--- Start of Records provided ---

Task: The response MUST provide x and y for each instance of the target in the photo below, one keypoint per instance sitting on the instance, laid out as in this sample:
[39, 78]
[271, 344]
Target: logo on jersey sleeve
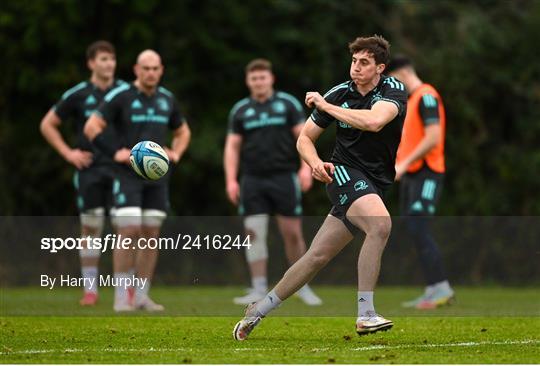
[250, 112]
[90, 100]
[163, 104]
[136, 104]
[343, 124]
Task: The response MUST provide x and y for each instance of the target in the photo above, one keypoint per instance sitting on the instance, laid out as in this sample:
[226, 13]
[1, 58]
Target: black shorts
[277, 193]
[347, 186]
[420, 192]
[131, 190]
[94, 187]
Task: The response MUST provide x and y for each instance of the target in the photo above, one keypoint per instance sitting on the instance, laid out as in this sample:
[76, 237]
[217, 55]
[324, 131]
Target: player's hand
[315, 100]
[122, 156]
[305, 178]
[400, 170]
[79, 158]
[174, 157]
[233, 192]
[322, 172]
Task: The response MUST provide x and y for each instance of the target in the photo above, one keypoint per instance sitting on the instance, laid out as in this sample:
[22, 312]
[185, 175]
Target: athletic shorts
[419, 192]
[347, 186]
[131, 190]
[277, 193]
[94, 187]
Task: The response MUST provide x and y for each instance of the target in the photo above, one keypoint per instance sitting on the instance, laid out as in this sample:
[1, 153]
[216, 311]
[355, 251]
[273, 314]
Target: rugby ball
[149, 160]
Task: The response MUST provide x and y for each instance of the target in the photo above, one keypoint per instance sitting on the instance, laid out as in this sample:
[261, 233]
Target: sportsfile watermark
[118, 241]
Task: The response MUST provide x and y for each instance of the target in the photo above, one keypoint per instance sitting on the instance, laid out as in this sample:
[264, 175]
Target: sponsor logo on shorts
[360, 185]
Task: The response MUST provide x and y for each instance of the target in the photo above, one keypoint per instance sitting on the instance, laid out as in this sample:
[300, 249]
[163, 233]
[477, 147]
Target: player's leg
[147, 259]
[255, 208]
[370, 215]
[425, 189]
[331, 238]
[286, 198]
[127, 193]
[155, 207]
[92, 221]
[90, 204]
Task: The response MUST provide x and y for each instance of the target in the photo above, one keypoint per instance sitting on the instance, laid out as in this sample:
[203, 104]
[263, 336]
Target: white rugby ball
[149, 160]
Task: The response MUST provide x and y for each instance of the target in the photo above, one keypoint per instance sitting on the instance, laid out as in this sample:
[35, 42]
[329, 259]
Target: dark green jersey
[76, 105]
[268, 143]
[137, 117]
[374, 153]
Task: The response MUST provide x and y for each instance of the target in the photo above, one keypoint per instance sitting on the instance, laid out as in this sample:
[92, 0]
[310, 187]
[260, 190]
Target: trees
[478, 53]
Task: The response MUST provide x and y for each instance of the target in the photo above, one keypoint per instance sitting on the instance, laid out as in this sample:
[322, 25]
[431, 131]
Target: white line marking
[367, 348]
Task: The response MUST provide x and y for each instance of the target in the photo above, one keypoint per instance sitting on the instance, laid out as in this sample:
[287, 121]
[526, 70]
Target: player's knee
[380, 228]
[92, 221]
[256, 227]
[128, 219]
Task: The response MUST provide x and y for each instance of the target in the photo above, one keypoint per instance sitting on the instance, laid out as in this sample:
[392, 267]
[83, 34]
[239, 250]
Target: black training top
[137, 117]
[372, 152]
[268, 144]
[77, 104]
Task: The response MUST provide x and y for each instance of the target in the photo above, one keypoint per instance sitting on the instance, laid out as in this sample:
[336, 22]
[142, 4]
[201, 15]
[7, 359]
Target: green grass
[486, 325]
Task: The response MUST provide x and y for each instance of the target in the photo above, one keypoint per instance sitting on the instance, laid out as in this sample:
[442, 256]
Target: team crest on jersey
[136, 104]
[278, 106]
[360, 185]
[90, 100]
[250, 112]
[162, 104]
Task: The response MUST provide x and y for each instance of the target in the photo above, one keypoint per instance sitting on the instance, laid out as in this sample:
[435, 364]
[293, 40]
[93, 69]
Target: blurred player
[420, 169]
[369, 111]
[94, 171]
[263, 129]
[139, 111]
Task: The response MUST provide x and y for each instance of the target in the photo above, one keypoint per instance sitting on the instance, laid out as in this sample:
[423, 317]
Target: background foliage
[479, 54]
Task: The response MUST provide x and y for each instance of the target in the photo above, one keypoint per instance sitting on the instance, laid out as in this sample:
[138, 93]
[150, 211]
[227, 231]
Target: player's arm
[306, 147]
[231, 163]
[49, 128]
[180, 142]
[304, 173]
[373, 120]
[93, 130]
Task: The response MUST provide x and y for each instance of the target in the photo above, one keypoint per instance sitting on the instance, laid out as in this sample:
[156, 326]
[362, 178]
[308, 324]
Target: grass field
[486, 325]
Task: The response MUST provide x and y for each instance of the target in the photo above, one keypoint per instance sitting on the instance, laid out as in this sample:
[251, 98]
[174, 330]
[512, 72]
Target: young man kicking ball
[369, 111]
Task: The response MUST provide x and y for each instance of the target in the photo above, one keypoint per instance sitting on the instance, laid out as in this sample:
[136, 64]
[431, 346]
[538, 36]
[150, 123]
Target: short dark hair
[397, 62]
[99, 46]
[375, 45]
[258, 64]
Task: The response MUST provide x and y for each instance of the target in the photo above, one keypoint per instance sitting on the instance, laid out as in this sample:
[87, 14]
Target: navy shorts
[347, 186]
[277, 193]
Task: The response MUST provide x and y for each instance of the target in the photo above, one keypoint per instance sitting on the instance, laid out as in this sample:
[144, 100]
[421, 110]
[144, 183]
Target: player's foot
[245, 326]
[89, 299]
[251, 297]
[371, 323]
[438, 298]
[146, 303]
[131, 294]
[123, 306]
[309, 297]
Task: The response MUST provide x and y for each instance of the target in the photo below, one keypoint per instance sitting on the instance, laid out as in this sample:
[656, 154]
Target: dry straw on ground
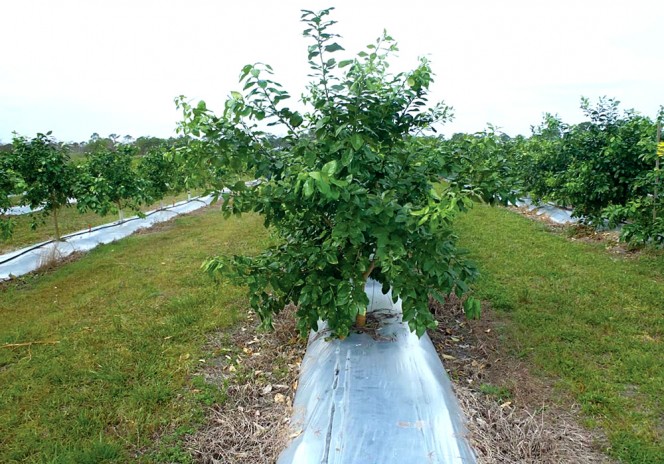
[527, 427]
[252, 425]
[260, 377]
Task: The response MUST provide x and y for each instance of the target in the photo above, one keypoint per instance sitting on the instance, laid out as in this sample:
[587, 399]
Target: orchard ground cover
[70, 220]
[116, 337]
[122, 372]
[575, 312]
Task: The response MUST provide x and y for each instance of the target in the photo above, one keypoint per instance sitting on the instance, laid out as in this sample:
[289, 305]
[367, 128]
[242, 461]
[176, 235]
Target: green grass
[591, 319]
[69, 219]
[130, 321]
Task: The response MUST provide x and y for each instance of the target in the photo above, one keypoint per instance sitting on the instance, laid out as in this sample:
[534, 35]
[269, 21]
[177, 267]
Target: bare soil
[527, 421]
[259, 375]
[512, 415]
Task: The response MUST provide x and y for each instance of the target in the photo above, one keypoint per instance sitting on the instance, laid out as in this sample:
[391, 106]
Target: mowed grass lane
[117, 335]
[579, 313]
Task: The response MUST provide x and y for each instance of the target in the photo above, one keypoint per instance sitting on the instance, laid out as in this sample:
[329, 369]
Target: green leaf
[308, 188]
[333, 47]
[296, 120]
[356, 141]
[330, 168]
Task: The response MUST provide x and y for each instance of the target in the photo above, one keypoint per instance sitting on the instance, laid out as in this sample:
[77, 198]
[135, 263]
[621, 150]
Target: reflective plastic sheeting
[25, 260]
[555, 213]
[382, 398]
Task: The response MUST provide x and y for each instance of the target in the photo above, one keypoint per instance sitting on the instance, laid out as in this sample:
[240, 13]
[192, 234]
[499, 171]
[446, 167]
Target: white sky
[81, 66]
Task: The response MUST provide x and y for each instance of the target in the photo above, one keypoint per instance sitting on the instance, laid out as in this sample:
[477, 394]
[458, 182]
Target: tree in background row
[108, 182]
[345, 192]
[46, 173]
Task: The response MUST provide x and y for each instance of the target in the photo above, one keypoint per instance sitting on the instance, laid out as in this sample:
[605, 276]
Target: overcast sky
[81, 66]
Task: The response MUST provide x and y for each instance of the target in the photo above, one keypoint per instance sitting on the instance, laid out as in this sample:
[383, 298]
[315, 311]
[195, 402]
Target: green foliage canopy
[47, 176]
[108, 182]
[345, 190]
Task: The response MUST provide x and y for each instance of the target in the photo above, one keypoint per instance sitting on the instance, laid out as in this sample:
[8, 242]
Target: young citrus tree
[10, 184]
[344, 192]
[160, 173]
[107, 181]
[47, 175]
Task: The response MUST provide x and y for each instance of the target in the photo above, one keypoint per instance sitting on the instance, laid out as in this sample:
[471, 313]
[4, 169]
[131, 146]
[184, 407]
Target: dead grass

--- End of Records provided ---

How many lines of the material above contain the string "ball"? Count matches case-sensitively and reply with the number only.

• [Result of this task] 3